◆ CONSIGNES:
A – D'après le texte sur l'hommage aux victimes du terrorisme, de quels attentats le 11 mars est-il la date anniversaire ?
B – Sélectionnez chaque ligne du listing qui contient le mot « shadow », en respectant la casse.

◆ TEXTE:
§
Ce jour-là, je passais la journée avec maman, il n’y avait pas école…
Je me souviendrai toujours de maman dans la cuisine, le matin qui me dit en rigolant que ce jour plein de soi disant malheur était pour elle que superstition… Une journée si parfaite se dessinait devant moi. Le lendemain je devais partir à Paris pour le week-end dans la famille, si seulement je savais, si seulement, j’avais imaginé ce qui allait arriver ce jour-là.
Parfois j’y repense, à nous qui rentrions chez nous, maman qui range les courses dans la cuisine, moi qui me change pour pouvoir aller regarder la télé dans le salon. Seulement le programme télé a été bouleversé en si peu de temps comme si tout se stoppa en une seconde.
Une seule scène reste gravée dans ma mémoire. Moi qui arrive dans le salon en poussant la porte. Maman debout face à la télé qui pleure et la télécommande à terre. Comme une scène de fin du monde, je regarde l’écran et essai de comprendre des bris de mots, de termes et d’images. Tout ce que je peux deviner, du haut de mes 9 ans, c’est que la situation n’est pas normale et qu’une chose de grave est arrivée.
Alors ce soir-là, ce même soir de cette journée si parfaite passée avec maman, cette journée si idéale à la base. Ce même soir-là, nous passions la nuit devant la télévision à écouter les mêmes informations en boucles et en boucles, et voir les mêmes images sur toutes les chaînes. Le nombre de morts grandissait. Et la voix de maman essayant de trouver les mots pour m’expliquer les maux de cette situation.
Je me souviens ne pas avoir ressenti de tristesse sur le moment seulement de l’incompréhension, je ne comprenais pas comment cela pouvait être réel, comment c’était possible. Moi le petit garçon à qui on avait toujours répété que j’étais en sécurité dans mon pays, voyais une force d’ailleurs s’attaquer à ce que je pensais inattaquable.
Oui cette nuit-là, j’ai compris qu’au nom d’haine infinie des hommes s’attaquaient aux valeurs de mon pays, à sa liberté d’expression, à sa culture… A son identité. A mon identité.
Adel-Malik
Journée nationale d’hommage aux victimes du terrorisme
Samedi 11 mars 2023
Villeneuve d’Ascq
Monsieur le maire,
Mesdames et messieurs les membres du conseil municipal,
Mesdames et messieurs les représentants des associations,
Le 11 mars, date anniversaire des attentats qui ont frappé Madrid en 2004, devenu journée nationale et européenne d’hommage aux victimes du terrorisme, est l’occasion de nous réunir pour nous souvenir, partout en France, de nos compatriotes et de tous les européens tombés sous les coups d’une barbarie aveugle et de réaffirmer notre indéfectible solidarité à l’égard de ceux qui se sont relevés, à jamais blessés.
§
(Relevés d'annotations par coordonnées)
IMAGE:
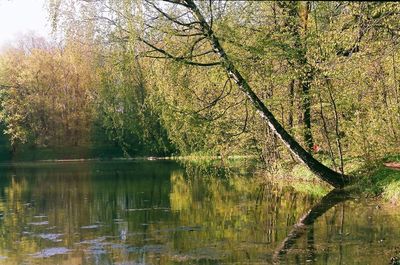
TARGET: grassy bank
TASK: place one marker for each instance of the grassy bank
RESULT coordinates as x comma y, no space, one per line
372,179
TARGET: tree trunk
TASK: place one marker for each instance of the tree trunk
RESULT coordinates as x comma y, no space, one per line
334,178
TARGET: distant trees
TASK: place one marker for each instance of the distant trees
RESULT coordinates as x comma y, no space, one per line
46,100
326,70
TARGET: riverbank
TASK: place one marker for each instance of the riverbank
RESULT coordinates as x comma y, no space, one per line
378,178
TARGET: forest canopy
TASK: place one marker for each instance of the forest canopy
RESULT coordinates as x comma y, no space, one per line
143,74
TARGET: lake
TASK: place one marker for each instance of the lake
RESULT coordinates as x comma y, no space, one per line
163,212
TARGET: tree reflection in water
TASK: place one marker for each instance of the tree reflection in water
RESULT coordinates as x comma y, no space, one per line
305,224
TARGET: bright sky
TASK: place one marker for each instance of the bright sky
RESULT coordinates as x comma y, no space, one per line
20,17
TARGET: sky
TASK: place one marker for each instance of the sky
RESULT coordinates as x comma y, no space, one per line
19,17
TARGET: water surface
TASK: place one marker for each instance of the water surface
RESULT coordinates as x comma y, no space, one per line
158,212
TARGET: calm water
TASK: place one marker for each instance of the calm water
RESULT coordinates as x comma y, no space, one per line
161,213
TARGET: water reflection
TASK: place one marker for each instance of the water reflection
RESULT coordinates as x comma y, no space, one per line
162,213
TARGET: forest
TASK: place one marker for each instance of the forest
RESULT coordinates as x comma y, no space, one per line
202,132
184,78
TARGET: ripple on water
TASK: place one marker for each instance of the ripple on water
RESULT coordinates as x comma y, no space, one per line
90,226
51,237
49,252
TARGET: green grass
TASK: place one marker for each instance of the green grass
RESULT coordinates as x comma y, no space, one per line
382,181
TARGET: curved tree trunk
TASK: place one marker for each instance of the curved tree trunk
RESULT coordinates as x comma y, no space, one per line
332,177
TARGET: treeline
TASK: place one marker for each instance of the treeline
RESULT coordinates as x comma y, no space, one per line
138,69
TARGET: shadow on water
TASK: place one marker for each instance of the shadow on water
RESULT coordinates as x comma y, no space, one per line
158,212
305,224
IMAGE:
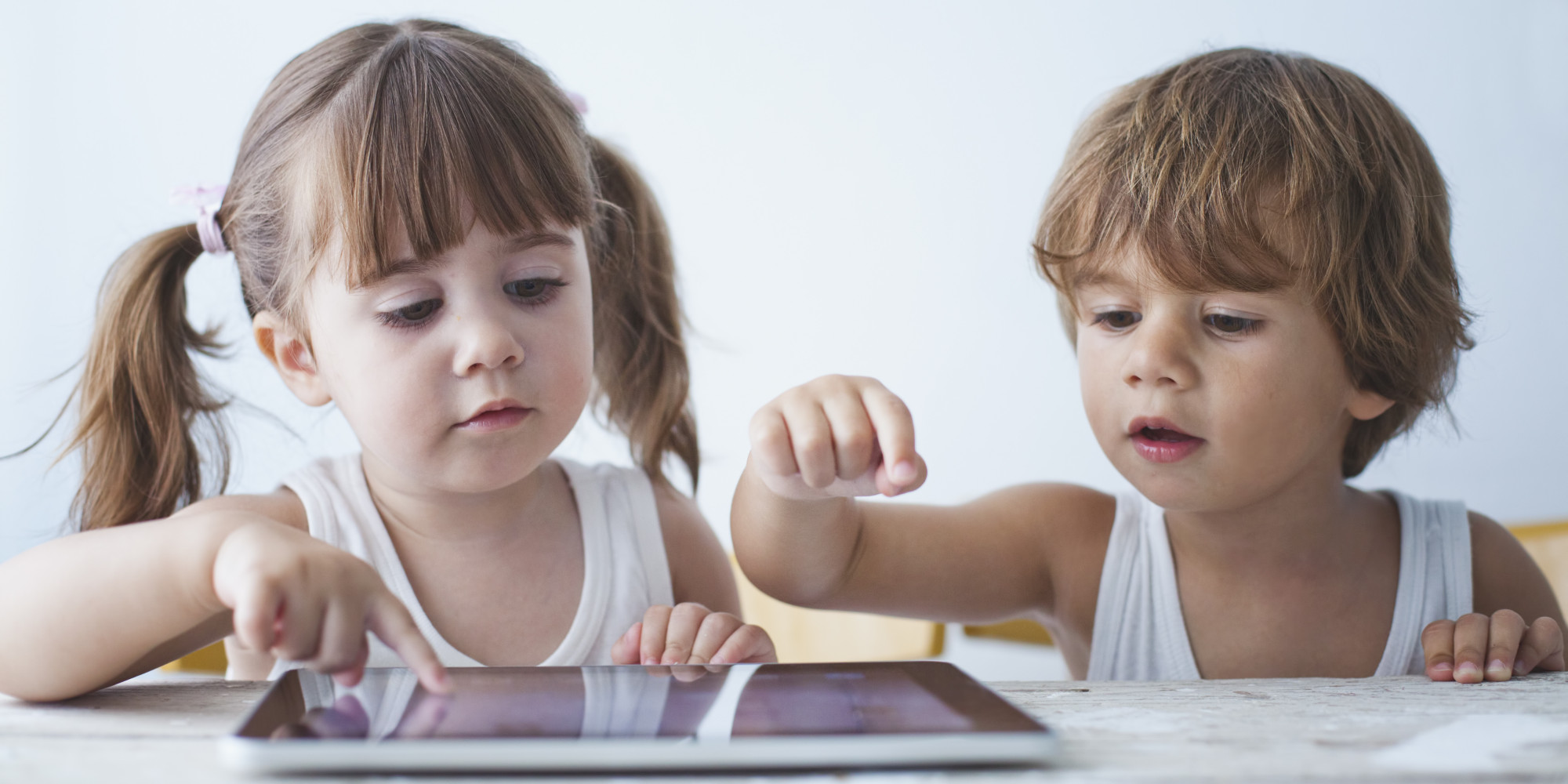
§
◆ CORRIGÉ:
A – Des attentats qui ont frappé Madrid en 2004.

B –
TARGET: shadow on water
TASK: place one marker for each instance of the shadow on water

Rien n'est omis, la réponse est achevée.